• **Directions for this task**: Quote every one of the rows below word for word, keeping them in the same order.

+ + + + + + +

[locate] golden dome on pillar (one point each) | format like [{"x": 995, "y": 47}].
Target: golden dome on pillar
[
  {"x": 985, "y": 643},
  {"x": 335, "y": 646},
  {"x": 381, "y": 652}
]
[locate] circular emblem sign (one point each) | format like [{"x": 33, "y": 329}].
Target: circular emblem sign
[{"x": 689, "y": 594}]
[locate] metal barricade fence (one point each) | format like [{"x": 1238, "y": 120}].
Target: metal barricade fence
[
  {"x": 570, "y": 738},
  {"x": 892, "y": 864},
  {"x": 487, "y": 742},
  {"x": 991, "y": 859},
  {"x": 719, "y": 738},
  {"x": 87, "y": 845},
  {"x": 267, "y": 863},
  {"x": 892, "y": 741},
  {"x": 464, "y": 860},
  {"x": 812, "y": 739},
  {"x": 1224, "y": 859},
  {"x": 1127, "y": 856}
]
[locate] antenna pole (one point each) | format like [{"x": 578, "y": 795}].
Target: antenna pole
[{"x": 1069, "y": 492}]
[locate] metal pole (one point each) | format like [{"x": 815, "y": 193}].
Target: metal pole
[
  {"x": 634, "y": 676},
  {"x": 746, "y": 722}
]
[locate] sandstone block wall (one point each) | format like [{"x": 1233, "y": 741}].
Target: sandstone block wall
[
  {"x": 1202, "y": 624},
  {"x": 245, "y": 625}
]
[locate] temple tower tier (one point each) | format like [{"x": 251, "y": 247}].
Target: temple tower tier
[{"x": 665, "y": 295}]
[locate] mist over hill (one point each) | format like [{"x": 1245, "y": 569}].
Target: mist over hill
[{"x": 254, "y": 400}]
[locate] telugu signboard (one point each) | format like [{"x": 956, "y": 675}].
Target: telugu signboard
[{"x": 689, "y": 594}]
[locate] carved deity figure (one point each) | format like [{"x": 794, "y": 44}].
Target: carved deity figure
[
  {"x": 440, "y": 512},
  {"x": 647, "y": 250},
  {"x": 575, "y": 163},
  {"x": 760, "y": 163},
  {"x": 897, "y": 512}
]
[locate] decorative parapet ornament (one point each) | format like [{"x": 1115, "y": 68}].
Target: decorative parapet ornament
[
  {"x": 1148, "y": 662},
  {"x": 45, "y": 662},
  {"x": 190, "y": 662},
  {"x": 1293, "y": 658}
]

+ + + + + + +

• **Response to the exercise**:
[locate] golden dome on pillar (one point each) | format like [{"x": 995, "y": 47}].
Target: golden dome on pillar
[
  {"x": 985, "y": 643},
  {"x": 335, "y": 646},
  {"x": 381, "y": 652}
]
[locate] circular emblem sign (one point each) | format like [{"x": 33, "y": 329}].
Target: circular emblem sign
[{"x": 689, "y": 594}]
[locate] metal barricade fence (one point each) | format like [{"x": 1238, "y": 120}].
Target: metal barricade fence
[
  {"x": 570, "y": 738},
  {"x": 892, "y": 864},
  {"x": 487, "y": 742},
  {"x": 991, "y": 859},
  {"x": 719, "y": 738},
  {"x": 87, "y": 845},
  {"x": 267, "y": 863},
  {"x": 892, "y": 741},
  {"x": 464, "y": 860},
  {"x": 812, "y": 739},
  {"x": 1224, "y": 859},
  {"x": 1127, "y": 856}
]
[locate] antenna pole (one point each) | format like [{"x": 578, "y": 795}].
Target: antenna pole
[{"x": 1069, "y": 492}]
[locate] metal pole (one point each) | format like [{"x": 815, "y": 193}].
Target: metal pole
[
  {"x": 634, "y": 676},
  {"x": 746, "y": 722}
]
[locate] sandstone block wall (one point each) | format like [{"x": 1233, "y": 741}].
Target: sandstone block wall
[
  {"x": 1202, "y": 624},
  {"x": 245, "y": 625}
]
[locate] temple tower tier (one point each) | format like [{"x": 251, "y": 247}].
Target: temple tower tier
[{"x": 665, "y": 295}]
[locate] mist over hill (one point each) | format like [{"x": 1245, "y": 569}].
Target: mist over hill
[{"x": 254, "y": 400}]
[locate] telugu signboard (one point each) | format like [{"x": 956, "y": 675}].
Target: telugu signboard
[{"x": 689, "y": 594}]
[locate] carved deity figure (one point each) | format like [{"x": 794, "y": 44}].
Target: carved deity figure
[
  {"x": 440, "y": 512},
  {"x": 647, "y": 250},
  {"x": 575, "y": 163},
  {"x": 760, "y": 163},
  {"x": 897, "y": 512}
]
[locate] decorative parapet ornament (one point each) | format like [{"x": 1115, "y": 68}].
Target: decorative parapet ornament
[
  {"x": 1148, "y": 662},
  {"x": 45, "y": 662},
  {"x": 190, "y": 662},
  {"x": 1293, "y": 658}
]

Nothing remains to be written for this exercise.